Aim =
Reproduce the records below with "short sleeve" changed to "sleeve", keeping everything else the same.

Part of a data file:
· · · · · · ·

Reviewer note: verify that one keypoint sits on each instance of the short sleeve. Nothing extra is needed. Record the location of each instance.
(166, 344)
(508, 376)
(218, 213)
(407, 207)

· · · · · · ·

Solved problem =
Reviewer note: verify that one keypoint sits on each instance of the sleeve. Nothing extra is needed. Record the location of each instance.
(166, 344)
(508, 376)
(218, 213)
(407, 207)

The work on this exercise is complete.